**REQUIRED ACTIONS:**
a. In the MMClassification fine-tuning tutorial, what should the number of classes in the model be changed to?
b. Resume the MMClassification fine-tuning tutorial right after its final line about learning rates.

**SUPPLIED TEXT:**
If you prefer to play with other models, navitage to [MMClassification model zoo](https://mmclassification.readthedocs.io/en/latest/model_zoo.html).

In [3]:
!mim download mmcls --config mobilenet-v2_8xb32_in1k --dest .
!mv mobilenet-v2_8xb32_in1k.py mobilenet-v2_fruit.py

processing mobilenet-v2_8xb32_in1k...
mobilenet_v2_batch256_imagenet_20200708-3b2dc3af.pth exists in C:\Users\wangruohui\Desktop\sjtu-openmmlab-tutorial
Successfully dumped mobilenet-v2_8xb32_in1k.py to C:\Users\wangruohui\Desktop\sjtu-openmmlab-tutorial




## Modify the Config File

1. Remove some intermediate item for clean: `dataset_type`, `img_norm_cfg`, `train_pipeline`, `test_pipeline`
1. Modify model
    1. number of class: from 1000 to 30
    2. pretrain weights: from None to the downloaded checkpoint file, as we finetune the model instead of training from scratch
1. Data: for train/val/test 
    1. `type`: `ImageNet` -> `CustomDataset`
    2. `prefix`, which is the root path to images: modify to `"data/fruit30_split/train"` or `"data/fruit30_split/val"`
    3. `ann_file`, use folder name as class name: modify to `None`
1. Runner and Optimizer
    1. number of training epochs: `runner.max_epochs`
    1. learning rates: `optimizer.lr`, usually divided by 8 due to linear scaling rules.

Dataset rows showing where objects appear:

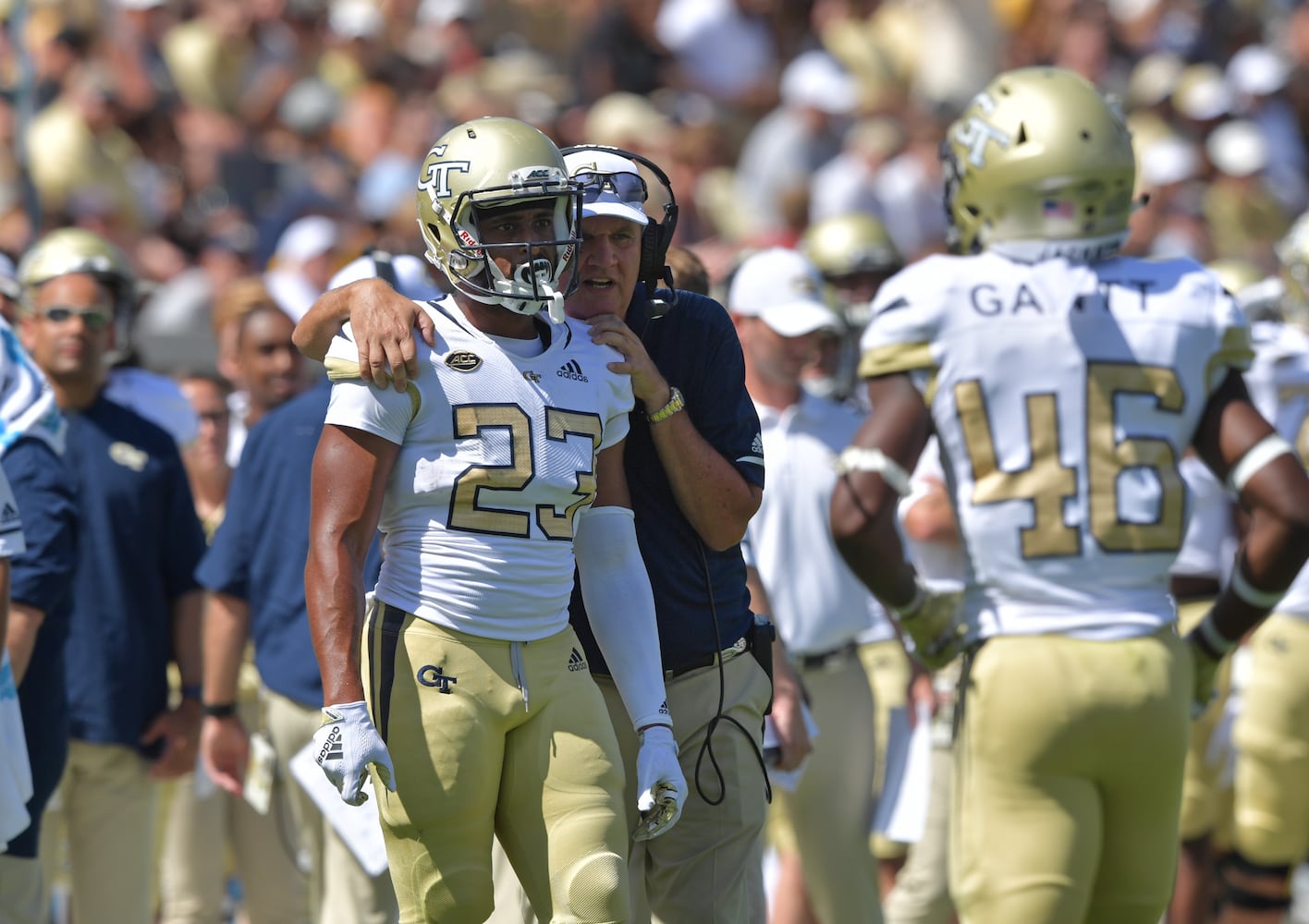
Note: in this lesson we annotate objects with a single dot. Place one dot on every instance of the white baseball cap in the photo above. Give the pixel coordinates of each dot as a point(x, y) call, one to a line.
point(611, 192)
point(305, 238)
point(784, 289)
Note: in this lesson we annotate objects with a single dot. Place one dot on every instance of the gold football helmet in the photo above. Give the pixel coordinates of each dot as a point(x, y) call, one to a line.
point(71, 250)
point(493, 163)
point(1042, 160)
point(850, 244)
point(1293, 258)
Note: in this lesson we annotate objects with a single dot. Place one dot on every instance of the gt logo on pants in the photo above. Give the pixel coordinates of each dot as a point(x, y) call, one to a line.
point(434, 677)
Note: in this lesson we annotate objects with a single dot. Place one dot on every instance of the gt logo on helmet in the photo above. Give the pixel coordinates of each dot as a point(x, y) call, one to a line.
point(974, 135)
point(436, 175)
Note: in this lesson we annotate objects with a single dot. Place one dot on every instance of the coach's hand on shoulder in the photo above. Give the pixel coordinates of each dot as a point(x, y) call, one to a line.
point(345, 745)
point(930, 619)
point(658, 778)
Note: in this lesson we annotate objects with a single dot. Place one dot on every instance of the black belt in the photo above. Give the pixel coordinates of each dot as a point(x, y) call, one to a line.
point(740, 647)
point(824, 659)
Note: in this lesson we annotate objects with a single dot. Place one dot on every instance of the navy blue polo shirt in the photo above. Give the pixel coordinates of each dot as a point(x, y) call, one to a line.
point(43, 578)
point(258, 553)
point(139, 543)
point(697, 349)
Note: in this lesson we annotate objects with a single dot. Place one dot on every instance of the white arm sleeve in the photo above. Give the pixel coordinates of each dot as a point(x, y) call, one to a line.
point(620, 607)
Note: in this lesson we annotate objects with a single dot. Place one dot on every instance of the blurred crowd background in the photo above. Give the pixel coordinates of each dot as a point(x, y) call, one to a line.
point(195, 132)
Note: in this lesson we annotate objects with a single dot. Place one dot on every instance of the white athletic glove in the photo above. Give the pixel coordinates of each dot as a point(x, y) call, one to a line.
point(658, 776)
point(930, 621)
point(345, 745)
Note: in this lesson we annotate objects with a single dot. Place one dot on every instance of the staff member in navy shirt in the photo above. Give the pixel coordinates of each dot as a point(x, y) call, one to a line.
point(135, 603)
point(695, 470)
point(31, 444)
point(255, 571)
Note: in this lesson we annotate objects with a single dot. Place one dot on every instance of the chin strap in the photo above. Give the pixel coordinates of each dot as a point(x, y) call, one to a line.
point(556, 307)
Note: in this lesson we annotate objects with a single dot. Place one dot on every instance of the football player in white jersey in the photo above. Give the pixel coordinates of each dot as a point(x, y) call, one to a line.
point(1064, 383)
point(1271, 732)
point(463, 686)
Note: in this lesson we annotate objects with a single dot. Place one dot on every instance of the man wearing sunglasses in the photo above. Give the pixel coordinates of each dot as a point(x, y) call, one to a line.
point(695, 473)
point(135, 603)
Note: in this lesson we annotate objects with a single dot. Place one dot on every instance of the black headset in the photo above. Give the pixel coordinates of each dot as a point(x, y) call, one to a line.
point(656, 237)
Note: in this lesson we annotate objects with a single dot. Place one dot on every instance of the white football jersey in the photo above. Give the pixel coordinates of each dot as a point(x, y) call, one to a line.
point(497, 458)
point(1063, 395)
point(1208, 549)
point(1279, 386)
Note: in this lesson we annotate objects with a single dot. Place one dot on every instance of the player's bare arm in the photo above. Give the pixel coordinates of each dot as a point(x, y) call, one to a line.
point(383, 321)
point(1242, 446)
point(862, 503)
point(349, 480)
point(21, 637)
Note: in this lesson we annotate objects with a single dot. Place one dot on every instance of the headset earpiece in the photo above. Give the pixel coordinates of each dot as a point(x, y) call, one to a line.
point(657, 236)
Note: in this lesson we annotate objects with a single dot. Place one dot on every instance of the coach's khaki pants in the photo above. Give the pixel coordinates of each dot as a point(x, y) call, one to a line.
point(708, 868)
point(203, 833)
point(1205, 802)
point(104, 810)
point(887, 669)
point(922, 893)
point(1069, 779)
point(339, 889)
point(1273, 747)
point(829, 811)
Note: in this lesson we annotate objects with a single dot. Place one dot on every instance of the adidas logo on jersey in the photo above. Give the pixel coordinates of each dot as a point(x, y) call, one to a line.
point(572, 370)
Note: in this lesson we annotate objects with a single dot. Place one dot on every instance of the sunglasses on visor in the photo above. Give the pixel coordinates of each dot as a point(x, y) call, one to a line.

**RESULTS:**
a. 30, down from 1000.

b.
1. Misc
    1. Decrease `log_confg.interval` for small computation power
    1. Increate `checkpoint_config.interval` to avoid saving too many checkpoint, to same time and disk space
1. Further parameter tuning you may try
    1. learning rates: Decrease `optimizer.lr` for finetuning 
    1. configure learning scheduler to decrease learning when loss saturates. Moreover, by setting `by_epoch=False`, we decrease learning rate by iteration instead of by epoches.
    1. Monitor loss decrease and re-tune
    1. More available lr_schedulers are available in [mmcv](https://github.com/open-mmlab/mmcv/blob/master/mmcv/runner/hooks/lr_updater.py)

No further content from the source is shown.